### GIVEN PASSAGE
════
Valid JWT Flow

A client sends a request with a valid Bearer token. The Auth Filter validates the signature and checks the token has not expired. The user identity is extracted and attached to the request context before the request proceeds to the target service.

sequenceDiagram
    autonumber
    participant Client
    participant AuthFilter as Auth Filter
    participant TargetService as Target Service

    Client->>AuthFilter: POST /api/v1/chat {Authorization: Bearer token, body}
    AuthFilter->>AuthFilter: extract token from Authorization header
    AuthFilter->>AuthFilter: validate JWT signature against secret
    AuthFilter->>AuthFilter: validate token expiry
    AuthFilter->>AuthFilter: extract user identity from claims
    AuthFilter-->>TargetService: request forwarded, user context attached
    TargetService-->>Client: 200 response

Invalid JWT Flow

A client sends a request with a missing, malformed, or expired token. The Auth Filter rejects the request immediately and no downstream service is invoked.
════
### PROBLEMS TO SOLVE
(1) In the JWT flow page, what does the Auth Filter check about the token besides validating its signature?
(2) Can you reproduce the JWT flow page, beginning at the words "Invalid JWT Flow" and stopping after "service is invoked.", but swap "expired" for "revoked"?
(3) Could you turn the JWT flow page paragraph that opens "A client sends a request with a valid Bearer token" into a short list that keeps its main facts?
The rows play no part in the JWT flow page.

Records
════
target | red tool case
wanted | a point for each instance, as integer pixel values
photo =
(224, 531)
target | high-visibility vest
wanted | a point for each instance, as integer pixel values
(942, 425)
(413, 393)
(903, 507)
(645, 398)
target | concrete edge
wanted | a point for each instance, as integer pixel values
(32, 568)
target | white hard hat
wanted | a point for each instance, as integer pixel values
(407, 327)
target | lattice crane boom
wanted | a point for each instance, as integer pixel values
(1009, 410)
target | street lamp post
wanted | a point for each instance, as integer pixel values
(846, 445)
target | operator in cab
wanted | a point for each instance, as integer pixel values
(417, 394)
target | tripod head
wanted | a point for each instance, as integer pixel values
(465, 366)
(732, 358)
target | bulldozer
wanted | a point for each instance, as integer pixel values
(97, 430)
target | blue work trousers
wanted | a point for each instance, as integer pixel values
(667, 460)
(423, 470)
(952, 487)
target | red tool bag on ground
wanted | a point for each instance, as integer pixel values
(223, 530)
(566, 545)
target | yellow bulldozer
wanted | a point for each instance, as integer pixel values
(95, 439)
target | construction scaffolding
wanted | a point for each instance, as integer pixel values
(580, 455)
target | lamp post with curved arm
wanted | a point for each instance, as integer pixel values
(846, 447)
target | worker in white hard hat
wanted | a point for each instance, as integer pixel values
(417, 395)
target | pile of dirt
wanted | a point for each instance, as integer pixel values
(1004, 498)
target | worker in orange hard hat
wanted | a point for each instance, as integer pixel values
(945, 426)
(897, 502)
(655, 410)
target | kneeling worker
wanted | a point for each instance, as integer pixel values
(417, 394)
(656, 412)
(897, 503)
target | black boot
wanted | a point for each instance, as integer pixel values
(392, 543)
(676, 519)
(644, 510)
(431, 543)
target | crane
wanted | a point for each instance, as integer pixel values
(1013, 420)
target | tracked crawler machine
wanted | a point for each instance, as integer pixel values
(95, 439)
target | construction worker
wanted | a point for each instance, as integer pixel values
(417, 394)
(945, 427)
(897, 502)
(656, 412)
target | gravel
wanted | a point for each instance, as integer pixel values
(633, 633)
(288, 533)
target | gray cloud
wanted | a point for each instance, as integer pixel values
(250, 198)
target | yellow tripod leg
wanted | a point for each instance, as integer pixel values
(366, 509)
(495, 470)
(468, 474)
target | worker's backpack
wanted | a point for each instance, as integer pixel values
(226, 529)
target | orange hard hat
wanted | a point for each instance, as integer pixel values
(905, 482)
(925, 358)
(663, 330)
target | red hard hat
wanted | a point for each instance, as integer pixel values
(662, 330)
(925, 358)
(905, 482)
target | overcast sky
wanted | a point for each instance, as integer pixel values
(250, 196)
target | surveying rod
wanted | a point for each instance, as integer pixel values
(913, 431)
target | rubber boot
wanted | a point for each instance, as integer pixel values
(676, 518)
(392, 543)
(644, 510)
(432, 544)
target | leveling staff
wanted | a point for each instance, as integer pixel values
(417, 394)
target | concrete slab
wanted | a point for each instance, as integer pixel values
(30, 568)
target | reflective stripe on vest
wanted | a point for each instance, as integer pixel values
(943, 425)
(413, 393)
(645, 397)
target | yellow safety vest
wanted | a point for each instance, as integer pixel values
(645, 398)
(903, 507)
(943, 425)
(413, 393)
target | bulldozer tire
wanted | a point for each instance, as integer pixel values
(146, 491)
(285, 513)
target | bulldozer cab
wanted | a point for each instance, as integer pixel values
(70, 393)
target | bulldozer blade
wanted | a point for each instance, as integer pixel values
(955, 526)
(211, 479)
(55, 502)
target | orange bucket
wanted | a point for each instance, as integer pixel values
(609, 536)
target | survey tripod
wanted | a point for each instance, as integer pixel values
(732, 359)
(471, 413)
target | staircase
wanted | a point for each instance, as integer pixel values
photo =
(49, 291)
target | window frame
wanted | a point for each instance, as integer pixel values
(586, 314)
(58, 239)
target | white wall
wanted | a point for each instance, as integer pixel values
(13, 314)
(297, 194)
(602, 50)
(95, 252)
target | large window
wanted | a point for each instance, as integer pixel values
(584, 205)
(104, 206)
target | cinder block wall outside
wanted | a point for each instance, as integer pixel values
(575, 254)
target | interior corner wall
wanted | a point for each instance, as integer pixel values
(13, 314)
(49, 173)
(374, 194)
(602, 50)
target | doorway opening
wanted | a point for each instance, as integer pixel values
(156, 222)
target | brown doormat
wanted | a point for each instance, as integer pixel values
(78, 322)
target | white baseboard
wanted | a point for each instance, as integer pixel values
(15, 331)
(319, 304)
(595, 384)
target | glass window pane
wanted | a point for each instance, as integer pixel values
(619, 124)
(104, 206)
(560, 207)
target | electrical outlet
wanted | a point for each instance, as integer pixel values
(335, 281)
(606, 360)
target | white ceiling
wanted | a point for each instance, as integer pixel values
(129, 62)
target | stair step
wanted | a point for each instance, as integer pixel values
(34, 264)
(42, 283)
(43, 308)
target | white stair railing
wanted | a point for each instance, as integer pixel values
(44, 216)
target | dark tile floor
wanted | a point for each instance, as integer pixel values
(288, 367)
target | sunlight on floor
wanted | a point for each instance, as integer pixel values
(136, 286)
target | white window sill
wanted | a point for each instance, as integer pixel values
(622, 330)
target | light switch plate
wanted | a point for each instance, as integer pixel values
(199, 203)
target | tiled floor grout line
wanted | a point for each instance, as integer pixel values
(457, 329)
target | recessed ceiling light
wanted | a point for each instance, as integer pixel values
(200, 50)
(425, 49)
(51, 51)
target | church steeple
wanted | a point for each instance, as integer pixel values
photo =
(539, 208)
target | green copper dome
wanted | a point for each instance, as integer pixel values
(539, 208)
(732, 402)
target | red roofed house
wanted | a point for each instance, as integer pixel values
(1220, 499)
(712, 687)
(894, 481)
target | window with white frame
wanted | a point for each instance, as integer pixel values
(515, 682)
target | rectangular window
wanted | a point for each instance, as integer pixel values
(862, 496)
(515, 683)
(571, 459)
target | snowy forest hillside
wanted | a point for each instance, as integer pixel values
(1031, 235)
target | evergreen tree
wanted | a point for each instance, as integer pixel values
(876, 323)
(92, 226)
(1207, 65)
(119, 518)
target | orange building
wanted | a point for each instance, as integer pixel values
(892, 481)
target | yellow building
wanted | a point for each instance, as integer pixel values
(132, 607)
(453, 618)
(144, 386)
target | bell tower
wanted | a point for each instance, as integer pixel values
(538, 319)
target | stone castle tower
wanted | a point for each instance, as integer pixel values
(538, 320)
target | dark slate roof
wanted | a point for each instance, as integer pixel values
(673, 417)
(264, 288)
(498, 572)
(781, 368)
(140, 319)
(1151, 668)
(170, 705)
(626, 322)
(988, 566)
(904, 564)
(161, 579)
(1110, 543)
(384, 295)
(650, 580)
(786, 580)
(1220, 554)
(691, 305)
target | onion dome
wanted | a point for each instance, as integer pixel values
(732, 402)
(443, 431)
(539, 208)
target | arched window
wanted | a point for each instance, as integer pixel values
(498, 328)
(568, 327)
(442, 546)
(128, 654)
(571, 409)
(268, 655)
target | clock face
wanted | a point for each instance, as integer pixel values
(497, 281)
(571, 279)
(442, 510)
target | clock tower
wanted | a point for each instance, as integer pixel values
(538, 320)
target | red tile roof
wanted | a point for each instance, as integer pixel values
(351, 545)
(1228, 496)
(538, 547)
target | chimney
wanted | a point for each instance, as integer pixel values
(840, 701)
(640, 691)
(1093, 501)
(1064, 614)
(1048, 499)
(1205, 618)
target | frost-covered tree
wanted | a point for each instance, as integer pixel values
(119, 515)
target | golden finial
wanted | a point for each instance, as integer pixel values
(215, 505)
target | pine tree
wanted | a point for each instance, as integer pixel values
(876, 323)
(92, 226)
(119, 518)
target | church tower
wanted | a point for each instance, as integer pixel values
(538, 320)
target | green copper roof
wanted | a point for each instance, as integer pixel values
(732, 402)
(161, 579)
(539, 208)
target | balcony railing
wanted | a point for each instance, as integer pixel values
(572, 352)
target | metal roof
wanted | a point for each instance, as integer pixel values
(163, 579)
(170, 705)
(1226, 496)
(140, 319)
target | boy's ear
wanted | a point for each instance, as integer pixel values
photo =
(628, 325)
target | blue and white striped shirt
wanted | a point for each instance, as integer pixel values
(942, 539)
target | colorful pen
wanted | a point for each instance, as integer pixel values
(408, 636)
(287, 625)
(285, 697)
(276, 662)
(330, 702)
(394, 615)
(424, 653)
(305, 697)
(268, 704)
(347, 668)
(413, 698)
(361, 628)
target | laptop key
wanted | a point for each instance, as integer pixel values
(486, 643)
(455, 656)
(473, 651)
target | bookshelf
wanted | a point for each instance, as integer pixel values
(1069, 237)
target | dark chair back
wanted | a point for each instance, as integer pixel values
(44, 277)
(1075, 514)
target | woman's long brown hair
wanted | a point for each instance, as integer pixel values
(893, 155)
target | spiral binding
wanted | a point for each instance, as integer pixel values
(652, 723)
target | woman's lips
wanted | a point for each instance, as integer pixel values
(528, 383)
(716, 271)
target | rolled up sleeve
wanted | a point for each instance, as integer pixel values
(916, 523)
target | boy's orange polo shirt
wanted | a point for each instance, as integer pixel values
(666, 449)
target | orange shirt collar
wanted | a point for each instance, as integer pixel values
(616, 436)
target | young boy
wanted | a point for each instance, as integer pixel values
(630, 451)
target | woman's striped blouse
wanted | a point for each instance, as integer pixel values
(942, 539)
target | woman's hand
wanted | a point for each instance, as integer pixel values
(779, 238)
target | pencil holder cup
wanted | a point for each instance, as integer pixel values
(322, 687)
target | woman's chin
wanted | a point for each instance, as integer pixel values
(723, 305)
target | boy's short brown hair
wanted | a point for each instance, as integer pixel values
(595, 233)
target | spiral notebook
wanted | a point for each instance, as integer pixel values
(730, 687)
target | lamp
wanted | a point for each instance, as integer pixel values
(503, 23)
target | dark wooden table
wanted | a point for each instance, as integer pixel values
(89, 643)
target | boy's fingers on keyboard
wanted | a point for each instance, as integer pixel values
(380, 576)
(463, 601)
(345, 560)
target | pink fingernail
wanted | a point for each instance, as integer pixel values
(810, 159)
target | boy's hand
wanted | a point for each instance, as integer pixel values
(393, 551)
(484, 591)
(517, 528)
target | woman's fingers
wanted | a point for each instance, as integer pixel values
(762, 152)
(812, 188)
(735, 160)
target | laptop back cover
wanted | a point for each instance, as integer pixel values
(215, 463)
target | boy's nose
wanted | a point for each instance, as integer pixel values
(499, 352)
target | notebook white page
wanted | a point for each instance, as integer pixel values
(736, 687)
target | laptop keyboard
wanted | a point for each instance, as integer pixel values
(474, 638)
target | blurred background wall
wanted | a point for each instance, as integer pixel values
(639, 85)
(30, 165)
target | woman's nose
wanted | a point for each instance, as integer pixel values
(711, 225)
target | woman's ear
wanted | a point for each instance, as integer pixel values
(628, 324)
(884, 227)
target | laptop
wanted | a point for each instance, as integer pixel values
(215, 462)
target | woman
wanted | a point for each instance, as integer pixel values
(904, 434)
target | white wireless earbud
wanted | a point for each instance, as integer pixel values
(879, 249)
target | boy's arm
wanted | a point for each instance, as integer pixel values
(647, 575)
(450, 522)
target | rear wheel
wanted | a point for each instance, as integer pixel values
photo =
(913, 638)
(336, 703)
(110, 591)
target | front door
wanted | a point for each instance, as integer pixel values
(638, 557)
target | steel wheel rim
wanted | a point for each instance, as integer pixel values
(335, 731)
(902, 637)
════
### THE RESULTS
(1) It checks that the token has not expired.

(2)
Invalid JWT Flow

A client sends a request with a missing, malformed, or revoked token. The Auth Filter rejects the request immediately and no downstream service is invoked.

(3)
- A client sends a request carrying a valid Bearer token.
- The Auth Filter validates the signature and confirms the token has not expired.
- The user identity is extracted and attached to the request context.
- The request then proceeds to the target service.